__To be done__
Please copy out every line in the records below that contains the string "yellow". Matching is case-sensitive.

[Start]

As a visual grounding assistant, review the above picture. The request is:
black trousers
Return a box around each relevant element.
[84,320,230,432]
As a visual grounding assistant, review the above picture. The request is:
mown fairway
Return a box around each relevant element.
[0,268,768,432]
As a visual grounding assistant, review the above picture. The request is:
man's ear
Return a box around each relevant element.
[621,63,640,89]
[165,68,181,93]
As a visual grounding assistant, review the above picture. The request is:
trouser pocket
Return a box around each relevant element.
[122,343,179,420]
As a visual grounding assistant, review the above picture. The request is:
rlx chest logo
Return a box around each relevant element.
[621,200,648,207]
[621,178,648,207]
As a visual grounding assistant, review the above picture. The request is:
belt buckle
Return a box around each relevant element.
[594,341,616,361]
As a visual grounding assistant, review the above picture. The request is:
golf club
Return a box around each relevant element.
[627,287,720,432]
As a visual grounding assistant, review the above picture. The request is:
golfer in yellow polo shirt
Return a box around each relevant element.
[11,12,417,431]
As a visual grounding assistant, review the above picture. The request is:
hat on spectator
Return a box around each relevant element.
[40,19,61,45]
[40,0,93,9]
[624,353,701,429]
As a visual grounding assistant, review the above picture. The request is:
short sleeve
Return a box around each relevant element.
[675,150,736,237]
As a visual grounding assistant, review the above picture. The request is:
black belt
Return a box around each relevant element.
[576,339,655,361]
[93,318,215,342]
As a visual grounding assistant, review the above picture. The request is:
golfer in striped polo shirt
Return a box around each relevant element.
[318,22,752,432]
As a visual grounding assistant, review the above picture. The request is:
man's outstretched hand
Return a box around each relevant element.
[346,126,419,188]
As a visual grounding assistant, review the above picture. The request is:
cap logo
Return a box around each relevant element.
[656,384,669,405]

[End]
[Start]

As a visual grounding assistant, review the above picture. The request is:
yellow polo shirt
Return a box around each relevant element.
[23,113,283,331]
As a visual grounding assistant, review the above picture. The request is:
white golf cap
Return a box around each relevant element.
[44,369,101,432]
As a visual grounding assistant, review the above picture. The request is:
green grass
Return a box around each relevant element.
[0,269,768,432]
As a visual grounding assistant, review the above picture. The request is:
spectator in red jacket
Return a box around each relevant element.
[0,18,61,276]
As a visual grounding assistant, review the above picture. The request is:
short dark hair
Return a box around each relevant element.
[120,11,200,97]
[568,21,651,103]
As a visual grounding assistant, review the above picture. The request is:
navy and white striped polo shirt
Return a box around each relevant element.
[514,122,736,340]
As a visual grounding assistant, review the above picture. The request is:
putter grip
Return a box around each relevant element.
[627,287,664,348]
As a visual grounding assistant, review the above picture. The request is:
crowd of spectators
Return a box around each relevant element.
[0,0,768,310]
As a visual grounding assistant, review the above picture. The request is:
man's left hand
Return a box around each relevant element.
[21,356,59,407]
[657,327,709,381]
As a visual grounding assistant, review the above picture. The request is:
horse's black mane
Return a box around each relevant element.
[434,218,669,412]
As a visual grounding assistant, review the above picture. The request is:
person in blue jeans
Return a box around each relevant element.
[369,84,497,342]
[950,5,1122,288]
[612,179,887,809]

[End]
[Start]

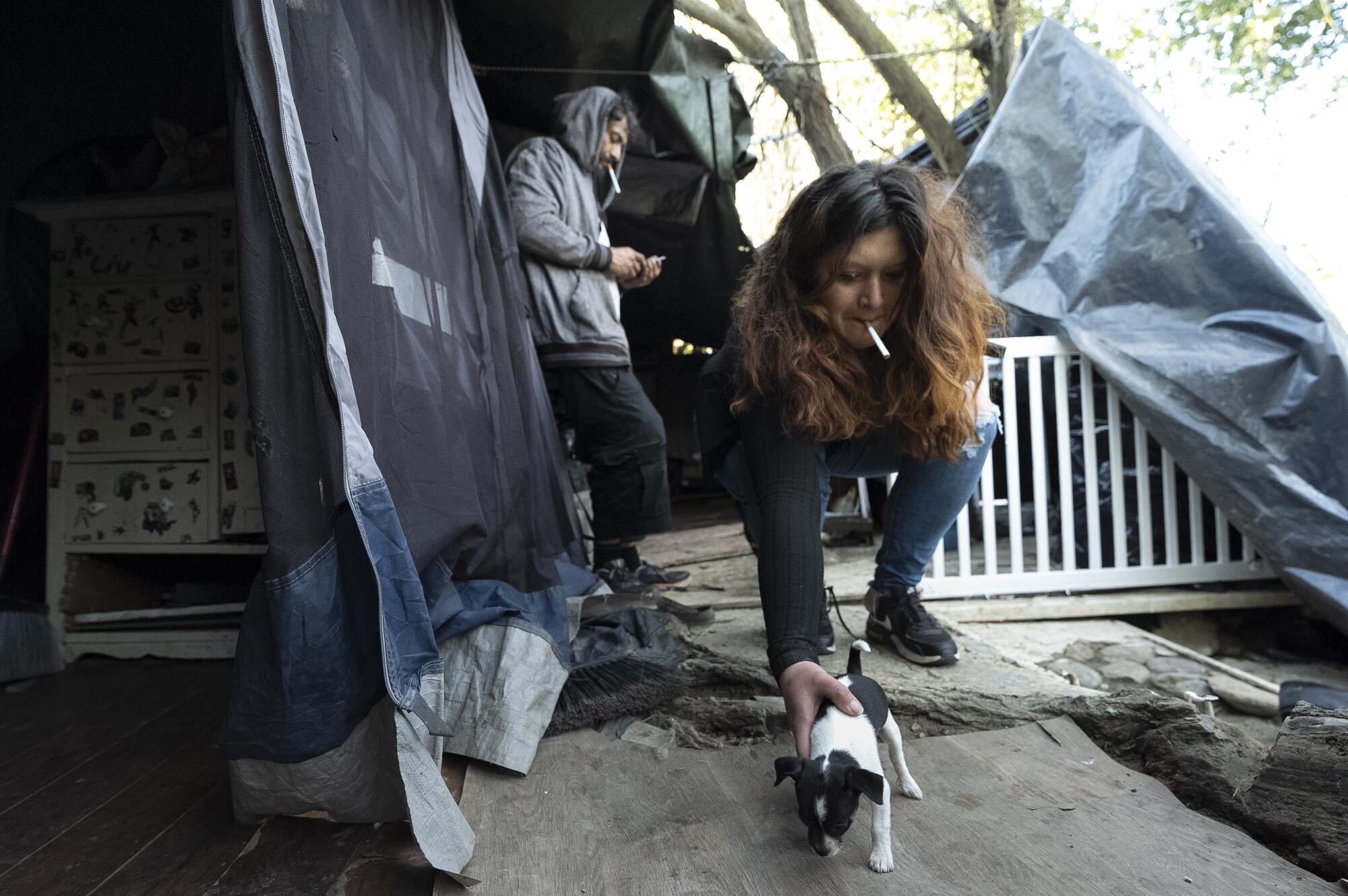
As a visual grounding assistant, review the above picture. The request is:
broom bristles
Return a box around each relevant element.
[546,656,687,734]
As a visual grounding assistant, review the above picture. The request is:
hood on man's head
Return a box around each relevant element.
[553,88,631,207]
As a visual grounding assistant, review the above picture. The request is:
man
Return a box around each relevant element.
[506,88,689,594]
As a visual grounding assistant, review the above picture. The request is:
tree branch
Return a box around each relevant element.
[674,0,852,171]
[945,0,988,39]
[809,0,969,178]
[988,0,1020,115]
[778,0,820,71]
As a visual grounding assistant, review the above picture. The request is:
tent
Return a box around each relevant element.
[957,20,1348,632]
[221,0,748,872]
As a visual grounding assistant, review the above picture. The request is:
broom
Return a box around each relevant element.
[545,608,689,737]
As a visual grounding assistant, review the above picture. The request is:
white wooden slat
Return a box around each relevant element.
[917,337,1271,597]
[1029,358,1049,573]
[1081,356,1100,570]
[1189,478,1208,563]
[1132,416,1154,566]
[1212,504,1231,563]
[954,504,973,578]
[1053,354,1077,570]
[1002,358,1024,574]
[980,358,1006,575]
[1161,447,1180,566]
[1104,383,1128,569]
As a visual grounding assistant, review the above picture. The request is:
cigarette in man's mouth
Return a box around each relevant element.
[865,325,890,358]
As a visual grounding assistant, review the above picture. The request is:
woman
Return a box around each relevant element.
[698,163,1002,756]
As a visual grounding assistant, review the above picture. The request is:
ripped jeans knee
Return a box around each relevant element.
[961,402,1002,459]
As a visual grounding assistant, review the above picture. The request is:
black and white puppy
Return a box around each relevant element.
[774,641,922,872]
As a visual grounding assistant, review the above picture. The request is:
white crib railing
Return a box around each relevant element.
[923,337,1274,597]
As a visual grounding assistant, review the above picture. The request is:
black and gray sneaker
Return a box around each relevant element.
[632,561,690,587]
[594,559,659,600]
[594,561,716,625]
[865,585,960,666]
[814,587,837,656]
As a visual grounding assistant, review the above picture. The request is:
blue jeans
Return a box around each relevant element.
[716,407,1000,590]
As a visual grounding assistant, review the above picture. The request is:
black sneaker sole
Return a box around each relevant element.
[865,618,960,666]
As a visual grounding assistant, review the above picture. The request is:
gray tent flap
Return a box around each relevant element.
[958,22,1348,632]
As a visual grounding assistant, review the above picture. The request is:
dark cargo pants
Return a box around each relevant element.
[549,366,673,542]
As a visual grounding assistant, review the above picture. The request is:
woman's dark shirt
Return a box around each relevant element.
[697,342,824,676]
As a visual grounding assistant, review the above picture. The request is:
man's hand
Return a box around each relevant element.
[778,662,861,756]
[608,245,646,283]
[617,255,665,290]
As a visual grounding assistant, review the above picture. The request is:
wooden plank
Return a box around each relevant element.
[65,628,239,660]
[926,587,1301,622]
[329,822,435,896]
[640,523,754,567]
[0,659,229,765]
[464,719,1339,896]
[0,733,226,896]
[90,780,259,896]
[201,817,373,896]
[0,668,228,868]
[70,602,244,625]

[End]

__Completed task__
golfer in yellow polo shirt
yellow polo shirt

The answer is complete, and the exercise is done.